- **Directions**:
1) Answer from the population growth text:
(a) What records supplied most of the demographic data?
(b) What did the long-term population trend supply?
(c) Between which years did the population consistently grow by more than 50 percent?
2) Using the population growth text, explain in one to three sentences why the decade of fastest growth is called no aberration.

- **Selected text**:

Population Growth, 1900-2000

Demographic data, mostly culled from national census records, illuminates a number of things about the new Honky Tonks, music bars, and their audiences:3

1. A long term trend in population supplied Honky Tonk audiences.

The period with the most rapid growth occurred just before the Honky Tonks, Western Swing, conjunto, and Rhythm and Blues transformed Central Texas’s music scene. Judging from the census data, the tens years after 1930 saw the city’s widest expansion.4 This decade was no abberation. It was the crest of a deeper wave of growth between 1920 and 1950, when the population consistently increased by more than 50 percent.

Rows from a dataset:
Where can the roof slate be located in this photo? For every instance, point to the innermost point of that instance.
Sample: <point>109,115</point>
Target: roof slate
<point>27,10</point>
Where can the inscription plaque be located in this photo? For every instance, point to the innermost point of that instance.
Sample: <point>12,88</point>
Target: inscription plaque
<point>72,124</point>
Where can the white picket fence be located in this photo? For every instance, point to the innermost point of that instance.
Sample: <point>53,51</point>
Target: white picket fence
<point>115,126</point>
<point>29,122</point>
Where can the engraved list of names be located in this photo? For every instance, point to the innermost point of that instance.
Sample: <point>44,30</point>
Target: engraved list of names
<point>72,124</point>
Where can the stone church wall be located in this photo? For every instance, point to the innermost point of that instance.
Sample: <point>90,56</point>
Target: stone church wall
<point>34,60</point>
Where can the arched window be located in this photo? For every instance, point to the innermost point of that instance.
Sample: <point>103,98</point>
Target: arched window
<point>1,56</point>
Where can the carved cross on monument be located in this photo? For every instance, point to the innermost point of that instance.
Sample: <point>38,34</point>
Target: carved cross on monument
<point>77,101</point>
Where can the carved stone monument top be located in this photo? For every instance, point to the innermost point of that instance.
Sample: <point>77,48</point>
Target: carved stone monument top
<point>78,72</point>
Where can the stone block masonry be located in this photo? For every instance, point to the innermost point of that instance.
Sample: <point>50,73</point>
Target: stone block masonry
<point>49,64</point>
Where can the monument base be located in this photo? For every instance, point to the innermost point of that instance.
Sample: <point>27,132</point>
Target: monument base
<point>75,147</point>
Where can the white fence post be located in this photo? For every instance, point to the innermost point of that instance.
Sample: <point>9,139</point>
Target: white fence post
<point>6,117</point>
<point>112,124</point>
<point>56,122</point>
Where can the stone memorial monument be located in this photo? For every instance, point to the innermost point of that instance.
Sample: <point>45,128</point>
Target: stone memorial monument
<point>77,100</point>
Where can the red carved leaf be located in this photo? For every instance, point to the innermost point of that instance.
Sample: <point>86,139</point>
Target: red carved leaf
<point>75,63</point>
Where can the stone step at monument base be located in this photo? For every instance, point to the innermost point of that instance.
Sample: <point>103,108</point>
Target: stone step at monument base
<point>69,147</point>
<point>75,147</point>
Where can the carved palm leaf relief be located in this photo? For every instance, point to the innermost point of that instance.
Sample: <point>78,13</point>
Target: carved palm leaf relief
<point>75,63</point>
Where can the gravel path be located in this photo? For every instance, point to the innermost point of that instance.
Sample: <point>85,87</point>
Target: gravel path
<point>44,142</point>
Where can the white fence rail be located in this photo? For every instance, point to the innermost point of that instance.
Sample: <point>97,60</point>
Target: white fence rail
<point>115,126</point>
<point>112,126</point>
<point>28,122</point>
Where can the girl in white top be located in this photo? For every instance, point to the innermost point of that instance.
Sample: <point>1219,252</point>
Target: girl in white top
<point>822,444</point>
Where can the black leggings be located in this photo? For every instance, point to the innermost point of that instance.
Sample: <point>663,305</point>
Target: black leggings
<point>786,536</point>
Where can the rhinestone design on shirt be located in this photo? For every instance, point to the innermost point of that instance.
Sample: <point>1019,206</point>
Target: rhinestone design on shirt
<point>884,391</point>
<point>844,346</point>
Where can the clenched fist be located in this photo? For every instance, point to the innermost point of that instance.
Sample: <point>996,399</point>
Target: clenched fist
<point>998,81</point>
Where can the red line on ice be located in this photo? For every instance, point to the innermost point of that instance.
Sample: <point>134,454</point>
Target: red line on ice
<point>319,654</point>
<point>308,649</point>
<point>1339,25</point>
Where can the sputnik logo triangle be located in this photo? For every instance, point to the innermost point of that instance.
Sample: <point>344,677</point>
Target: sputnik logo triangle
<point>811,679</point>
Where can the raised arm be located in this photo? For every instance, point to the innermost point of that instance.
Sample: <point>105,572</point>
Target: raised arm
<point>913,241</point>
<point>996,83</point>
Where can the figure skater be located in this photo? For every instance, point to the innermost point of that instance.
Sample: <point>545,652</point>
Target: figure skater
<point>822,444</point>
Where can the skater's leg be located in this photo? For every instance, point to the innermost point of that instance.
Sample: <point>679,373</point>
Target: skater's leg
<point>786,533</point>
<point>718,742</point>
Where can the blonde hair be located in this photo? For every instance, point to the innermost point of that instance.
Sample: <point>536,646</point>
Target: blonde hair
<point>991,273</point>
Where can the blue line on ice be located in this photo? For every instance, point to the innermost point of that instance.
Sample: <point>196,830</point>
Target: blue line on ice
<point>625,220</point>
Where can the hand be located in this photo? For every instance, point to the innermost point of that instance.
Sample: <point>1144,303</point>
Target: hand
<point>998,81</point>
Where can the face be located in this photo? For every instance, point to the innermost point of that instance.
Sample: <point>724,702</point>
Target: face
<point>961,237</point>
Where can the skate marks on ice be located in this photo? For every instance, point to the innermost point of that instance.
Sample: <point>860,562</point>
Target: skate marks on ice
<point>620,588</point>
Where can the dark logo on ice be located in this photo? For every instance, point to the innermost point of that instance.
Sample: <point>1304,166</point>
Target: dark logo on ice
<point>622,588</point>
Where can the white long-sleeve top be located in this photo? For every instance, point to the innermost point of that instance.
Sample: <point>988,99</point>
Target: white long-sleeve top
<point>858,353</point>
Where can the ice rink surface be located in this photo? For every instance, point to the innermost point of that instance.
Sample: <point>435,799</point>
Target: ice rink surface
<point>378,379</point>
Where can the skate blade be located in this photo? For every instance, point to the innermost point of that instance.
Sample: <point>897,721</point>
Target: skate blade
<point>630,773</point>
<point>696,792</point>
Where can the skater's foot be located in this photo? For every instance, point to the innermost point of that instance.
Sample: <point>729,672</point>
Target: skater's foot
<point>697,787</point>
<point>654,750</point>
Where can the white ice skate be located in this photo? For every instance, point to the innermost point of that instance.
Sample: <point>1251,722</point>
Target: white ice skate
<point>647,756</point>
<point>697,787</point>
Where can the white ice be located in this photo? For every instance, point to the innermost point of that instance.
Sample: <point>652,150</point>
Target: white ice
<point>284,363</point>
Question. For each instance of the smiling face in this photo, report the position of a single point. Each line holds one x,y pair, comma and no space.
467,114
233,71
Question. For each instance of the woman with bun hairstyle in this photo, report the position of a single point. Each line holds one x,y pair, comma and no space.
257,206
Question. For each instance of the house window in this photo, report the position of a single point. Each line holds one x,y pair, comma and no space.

- **Answers per task**:
1)
(a) National census records.
(b) Honky Tonk audiences.
(c) Between 1920 and 1950.

2) That decade was the crest of a deeper wave of growth from 1920 to 1950. Throughout that period the population consistently increased by more than 50 percent.